Could you continue the account below of Goral's years promoting races at the Kewaunee County track, picking up after its final sentence?

#### SOURCE TEXT:
§
In another altercation, Goral got summoned to the pit area. One of Kroll’s archrivals was Green Bay’s John Heinz. One of Heinz’s crew members, Al Umentum, went after Kroll while Kroll was still strapped into his race car with his helmet on. “Come to find out Charlie held Al on the ground and was stuffing handfuls of dirt and gravel into his mouth,” Goral said. “The security guys thought Charlie was punching Al. I told them basically, ‘There’s no way Charlie was punching Al. because you can still recognize his face.’”

One time, the Luxemburg police had to intervene with Kroll and Heinz. According to Goral, Heinz walked into Kroll’s trailer where an altercation ensued. “That night, I had Heinz and his crew come up to me. They wanted to press charges and all of this,” Goral said. “I asked the police officer to please go see what happened for me. He did, and when I asked the officer what happened, the officer basically told John he should have stayed out of Charlie’s trailer. That was the end of that, basically. I learned over the years that skirmishes in the pits usually get taken care of by other drivers.”

Some lessons Goral learned the hard way, such as securing sponsorship. “We had a potential sponsor who wanted to sponsor a mini-series of Fastrak late models one year,” Goral recalled. “He had already sponsored a lot of race cars in that class. I talked over the phone with this sponsor, and we agreed over the phone to $15,000 because I needed $3,000 per night for five late model shows. The sponsor agreed, and like most racing people, I was pretty confident we had a deal.”

Goral continued to host the Fastrak late models, but this sponsor never ante’d up the dough. “I’d place phone calls to him and invoices were mailed out, but we never once got a check cut nor would he return any phone calls,” Goral said. “We kept up our end of the deal and ran the races, but we got burnt on that one badly.”

Goral and Company decided to call it quits after the 2011 season. “Of the two main reasons we left, one was money,” Goral said. “I had asked Kewaunee County for a $200 per night reduction in our rent. They flat out refused, with basically no negotiations whatsoever.”

The other factor came as Goral and Dorner were taking laps around the track one day after the 2011 season. “The county was in the process of moving the pit area from turns three and four to behind corners one and two,” Goral said. “The place was all tore up when we were driving around the track. Bobby and I got talking. I think it was Bobby who said something like, ‘Do we really want to go through with this another year?’ We would have had to move the pits and our pit concession stand and everything else. We decided right then and there that we were done. We’d had enough.”
§
#### INFORMATION GIVEN:
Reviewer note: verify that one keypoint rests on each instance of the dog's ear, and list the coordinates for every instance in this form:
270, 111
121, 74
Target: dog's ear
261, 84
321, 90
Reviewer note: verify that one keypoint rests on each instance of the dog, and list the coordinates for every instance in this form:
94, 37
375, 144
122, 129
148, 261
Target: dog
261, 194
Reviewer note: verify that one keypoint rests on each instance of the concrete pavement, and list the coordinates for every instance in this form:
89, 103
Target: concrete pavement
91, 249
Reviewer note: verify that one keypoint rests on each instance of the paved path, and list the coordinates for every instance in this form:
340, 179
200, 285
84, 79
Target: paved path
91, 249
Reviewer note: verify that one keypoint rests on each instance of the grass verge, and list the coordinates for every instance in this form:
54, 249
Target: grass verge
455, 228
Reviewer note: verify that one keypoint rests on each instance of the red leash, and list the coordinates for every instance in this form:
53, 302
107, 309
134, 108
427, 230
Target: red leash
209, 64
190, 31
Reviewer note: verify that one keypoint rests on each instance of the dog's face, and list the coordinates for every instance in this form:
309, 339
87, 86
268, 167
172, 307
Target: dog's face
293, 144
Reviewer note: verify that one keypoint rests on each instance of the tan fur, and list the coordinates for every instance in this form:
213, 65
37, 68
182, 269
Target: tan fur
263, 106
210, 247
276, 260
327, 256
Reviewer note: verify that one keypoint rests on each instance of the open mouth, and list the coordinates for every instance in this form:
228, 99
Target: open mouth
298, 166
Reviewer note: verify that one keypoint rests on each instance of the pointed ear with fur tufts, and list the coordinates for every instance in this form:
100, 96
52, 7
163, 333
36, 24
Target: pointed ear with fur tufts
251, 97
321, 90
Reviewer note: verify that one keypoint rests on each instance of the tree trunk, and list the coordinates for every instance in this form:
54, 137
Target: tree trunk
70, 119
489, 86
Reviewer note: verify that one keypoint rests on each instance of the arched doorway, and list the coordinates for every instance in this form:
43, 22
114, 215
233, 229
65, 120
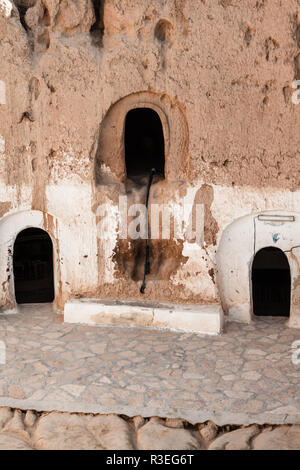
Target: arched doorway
271, 283
33, 267
144, 143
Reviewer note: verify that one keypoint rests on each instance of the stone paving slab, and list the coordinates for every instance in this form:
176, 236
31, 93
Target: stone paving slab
243, 377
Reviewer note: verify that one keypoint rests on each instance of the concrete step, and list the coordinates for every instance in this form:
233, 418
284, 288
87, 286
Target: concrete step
206, 319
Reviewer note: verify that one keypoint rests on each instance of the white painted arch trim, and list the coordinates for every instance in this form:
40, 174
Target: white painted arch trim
240, 242
10, 226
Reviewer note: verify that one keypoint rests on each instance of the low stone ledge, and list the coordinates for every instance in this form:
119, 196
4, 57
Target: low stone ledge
206, 319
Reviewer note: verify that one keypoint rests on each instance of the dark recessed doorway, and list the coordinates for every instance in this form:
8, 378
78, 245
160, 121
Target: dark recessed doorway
144, 143
271, 283
33, 267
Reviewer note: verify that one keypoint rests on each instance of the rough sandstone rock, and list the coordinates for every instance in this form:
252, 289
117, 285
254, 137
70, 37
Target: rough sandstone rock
5, 415
64, 431
208, 431
8, 442
156, 436
235, 440
281, 438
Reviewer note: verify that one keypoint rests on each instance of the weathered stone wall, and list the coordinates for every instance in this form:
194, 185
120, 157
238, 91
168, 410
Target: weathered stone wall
220, 72
28, 430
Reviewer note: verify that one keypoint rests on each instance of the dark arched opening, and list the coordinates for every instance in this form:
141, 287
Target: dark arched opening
271, 283
33, 267
144, 143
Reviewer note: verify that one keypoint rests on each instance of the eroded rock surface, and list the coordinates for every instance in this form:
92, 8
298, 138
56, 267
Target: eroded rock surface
25, 430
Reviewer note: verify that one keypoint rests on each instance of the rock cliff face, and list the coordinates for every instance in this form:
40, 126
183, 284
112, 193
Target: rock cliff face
30, 430
219, 74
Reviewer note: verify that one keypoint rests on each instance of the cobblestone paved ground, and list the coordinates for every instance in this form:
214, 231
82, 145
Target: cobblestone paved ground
244, 376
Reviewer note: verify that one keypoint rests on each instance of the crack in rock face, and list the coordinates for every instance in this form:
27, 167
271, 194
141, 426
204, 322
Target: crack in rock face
26, 430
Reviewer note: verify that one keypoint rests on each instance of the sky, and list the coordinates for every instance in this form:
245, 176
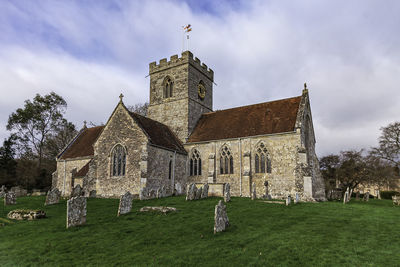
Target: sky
348, 52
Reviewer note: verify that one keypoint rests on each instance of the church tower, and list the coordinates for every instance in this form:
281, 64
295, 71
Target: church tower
180, 91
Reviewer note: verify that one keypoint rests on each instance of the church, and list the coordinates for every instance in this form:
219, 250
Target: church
181, 140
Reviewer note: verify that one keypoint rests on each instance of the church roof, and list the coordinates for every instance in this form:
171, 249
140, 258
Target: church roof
82, 146
159, 134
265, 118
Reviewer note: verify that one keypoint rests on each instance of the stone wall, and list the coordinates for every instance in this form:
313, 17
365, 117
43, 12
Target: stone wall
120, 129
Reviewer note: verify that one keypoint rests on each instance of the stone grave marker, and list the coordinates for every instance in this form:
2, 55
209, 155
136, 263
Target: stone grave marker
10, 199
254, 192
125, 203
227, 192
76, 191
221, 220
76, 211
204, 193
53, 197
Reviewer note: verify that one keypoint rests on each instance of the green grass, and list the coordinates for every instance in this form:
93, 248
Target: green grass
262, 234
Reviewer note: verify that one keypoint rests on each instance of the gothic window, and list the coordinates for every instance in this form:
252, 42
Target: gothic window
168, 87
226, 161
262, 159
195, 163
118, 157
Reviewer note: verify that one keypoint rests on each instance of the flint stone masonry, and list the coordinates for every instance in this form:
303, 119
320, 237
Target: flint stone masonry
10, 199
53, 197
26, 214
221, 221
125, 203
76, 211
227, 193
164, 210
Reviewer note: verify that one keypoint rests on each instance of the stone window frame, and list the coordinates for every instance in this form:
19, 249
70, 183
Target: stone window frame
262, 159
226, 163
195, 163
168, 87
122, 172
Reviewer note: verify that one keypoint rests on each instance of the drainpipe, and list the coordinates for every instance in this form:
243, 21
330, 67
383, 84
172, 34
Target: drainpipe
240, 164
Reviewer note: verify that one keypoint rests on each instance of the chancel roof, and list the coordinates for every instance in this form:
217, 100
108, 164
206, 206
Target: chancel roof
265, 118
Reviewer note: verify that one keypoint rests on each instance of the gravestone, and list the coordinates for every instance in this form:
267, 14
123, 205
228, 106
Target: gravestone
53, 197
93, 194
221, 220
254, 192
345, 198
125, 203
227, 192
76, 191
288, 200
204, 193
76, 211
10, 199
297, 199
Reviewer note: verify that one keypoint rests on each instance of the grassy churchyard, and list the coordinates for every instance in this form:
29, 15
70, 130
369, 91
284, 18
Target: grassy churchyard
306, 234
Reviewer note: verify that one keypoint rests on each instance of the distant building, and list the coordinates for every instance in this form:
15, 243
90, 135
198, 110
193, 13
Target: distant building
183, 141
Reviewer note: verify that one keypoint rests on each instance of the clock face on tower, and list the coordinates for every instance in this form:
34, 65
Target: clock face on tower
201, 91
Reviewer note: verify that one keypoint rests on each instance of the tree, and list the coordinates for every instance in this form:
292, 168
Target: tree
36, 121
389, 144
140, 108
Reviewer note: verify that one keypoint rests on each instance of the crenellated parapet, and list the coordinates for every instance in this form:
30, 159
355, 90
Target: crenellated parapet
186, 58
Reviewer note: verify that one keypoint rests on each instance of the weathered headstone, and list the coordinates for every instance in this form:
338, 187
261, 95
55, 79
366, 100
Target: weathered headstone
76, 191
204, 193
346, 197
125, 203
76, 211
10, 198
227, 192
253, 192
288, 200
53, 197
92, 193
221, 220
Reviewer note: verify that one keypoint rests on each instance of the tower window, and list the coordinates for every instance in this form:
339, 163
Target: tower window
168, 87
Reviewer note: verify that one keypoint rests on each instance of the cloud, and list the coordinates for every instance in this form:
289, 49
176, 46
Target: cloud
346, 51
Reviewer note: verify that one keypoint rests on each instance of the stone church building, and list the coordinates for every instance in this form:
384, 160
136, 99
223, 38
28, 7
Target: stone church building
182, 141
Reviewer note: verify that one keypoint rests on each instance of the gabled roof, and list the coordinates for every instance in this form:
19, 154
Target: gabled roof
159, 134
82, 145
265, 118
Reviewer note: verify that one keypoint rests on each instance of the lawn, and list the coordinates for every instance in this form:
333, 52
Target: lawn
263, 234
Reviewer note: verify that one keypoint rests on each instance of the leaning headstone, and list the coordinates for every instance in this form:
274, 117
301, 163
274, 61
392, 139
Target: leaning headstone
221, 220
254, 192
10, 199
227, 192
125, 203
346, 197
204, 193
53, 197
288, 200
76, 191
76, 211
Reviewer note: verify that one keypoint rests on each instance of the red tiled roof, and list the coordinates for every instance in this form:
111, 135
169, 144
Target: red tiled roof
83, 171
265, 118
158, 133
82, 146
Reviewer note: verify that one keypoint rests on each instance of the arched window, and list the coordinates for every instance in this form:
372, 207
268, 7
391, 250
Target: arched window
168, 87
118, 157
262, 159
195, 163
226, 161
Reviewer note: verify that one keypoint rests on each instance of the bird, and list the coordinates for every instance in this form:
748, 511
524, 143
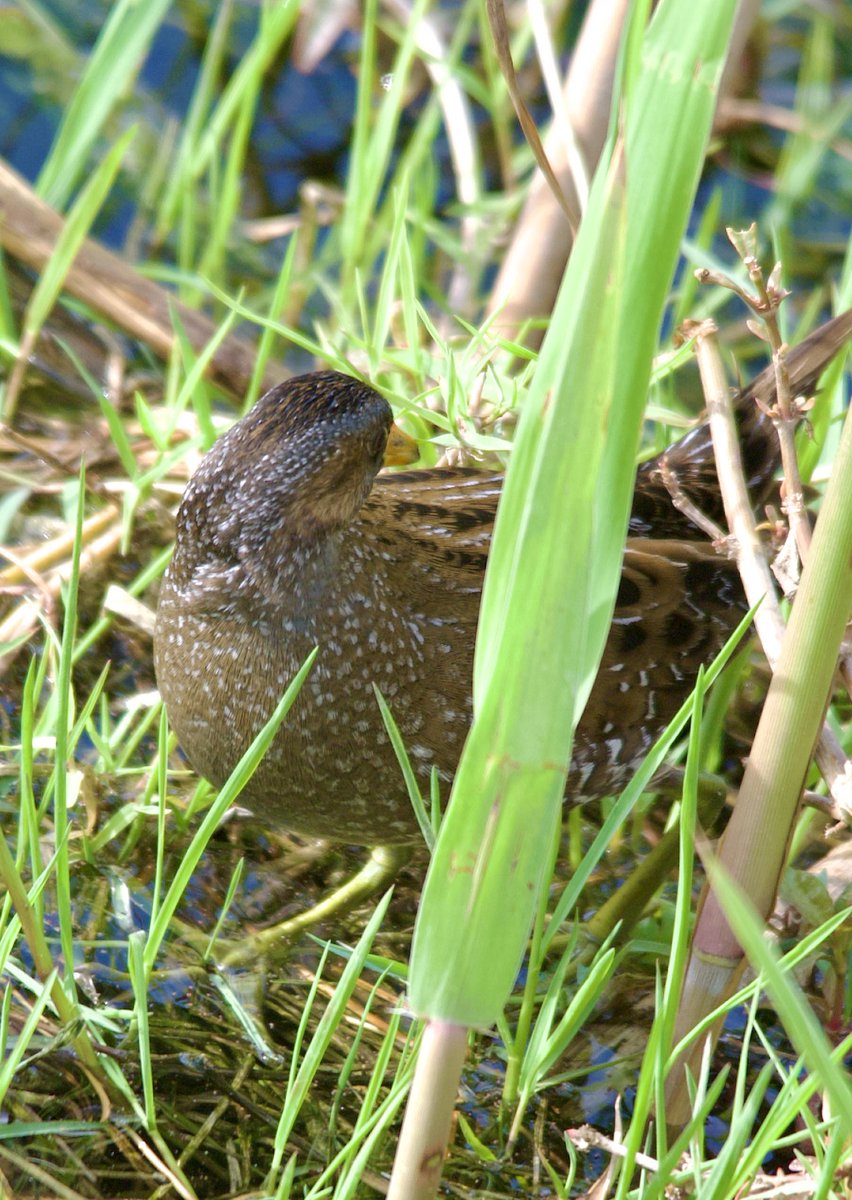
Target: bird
288, 538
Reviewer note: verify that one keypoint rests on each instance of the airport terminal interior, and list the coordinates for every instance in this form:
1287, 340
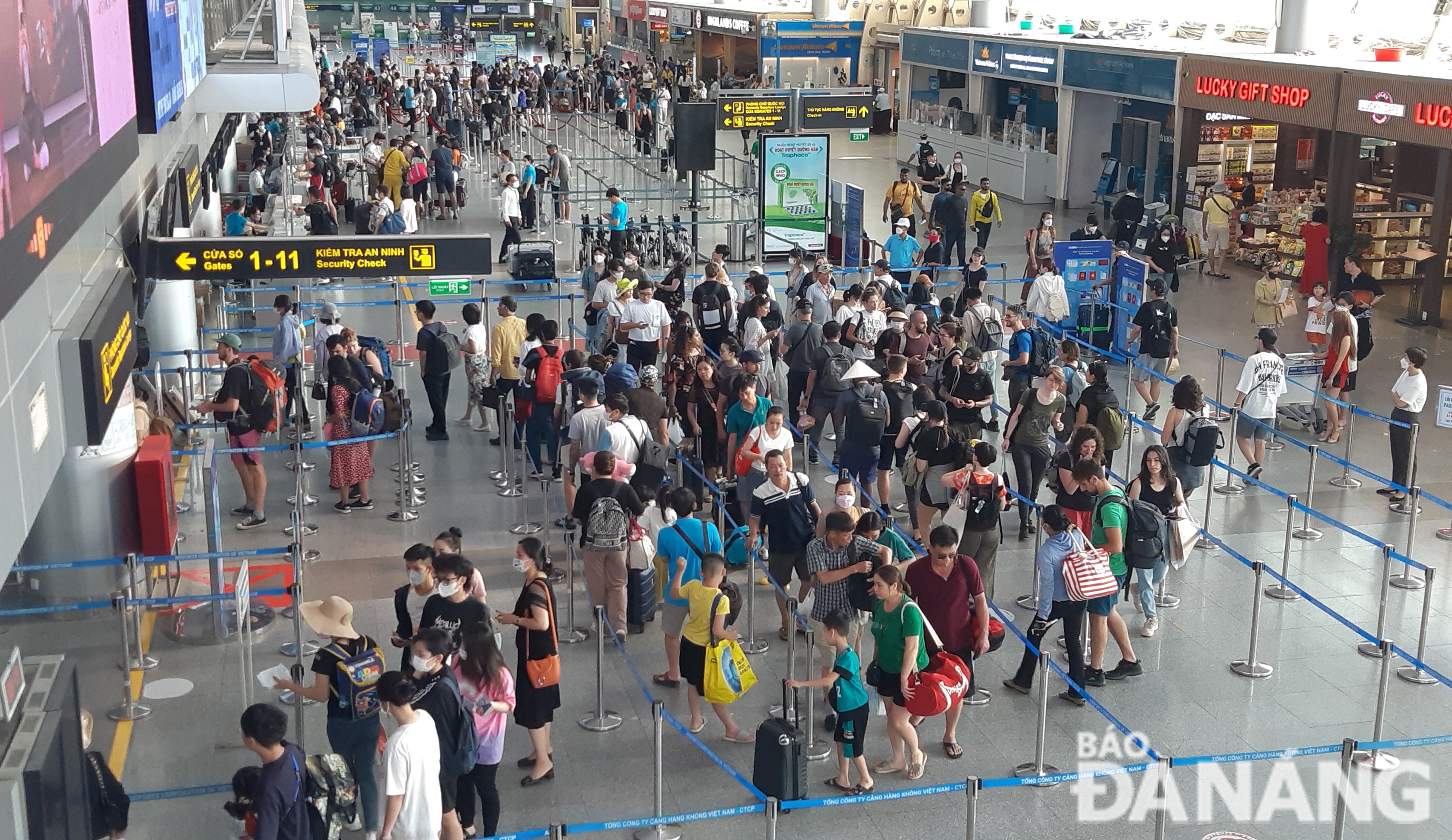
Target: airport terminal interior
1161, 216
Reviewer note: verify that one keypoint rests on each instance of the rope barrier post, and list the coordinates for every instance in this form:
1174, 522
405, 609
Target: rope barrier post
§
#### OUTPUT:
The venture was profitable some years, other years not so much. “That last year, we had actually had our biggest crowd ever. It was for a trailer race of destruction,” Goral said. “We had 2,600 people there. It was nights like that you needed to make up for the nights you lost money. We always seemed to lose money in August when car counts drop and football started up again. I can see now why (former Luxemburg track promoter) Kelly Hafeman wrapped things up around Labor Day weekend when he did.”

Goral said he’d most certainly tweak some things if he had to do it all over again. “I guess I’d focus more on the weekly program and have fewer big money specials,” Goral said. “I remember paying out $1,500-to-win IMCA stock car specials and getting like four or five new drivers show up. That’d be it. That extra money most nights doesn’t put more people in the stands. And the fall specials these tracks have, those are overdone, too. I wouldn’t do that, either. That’s too much financial risk.”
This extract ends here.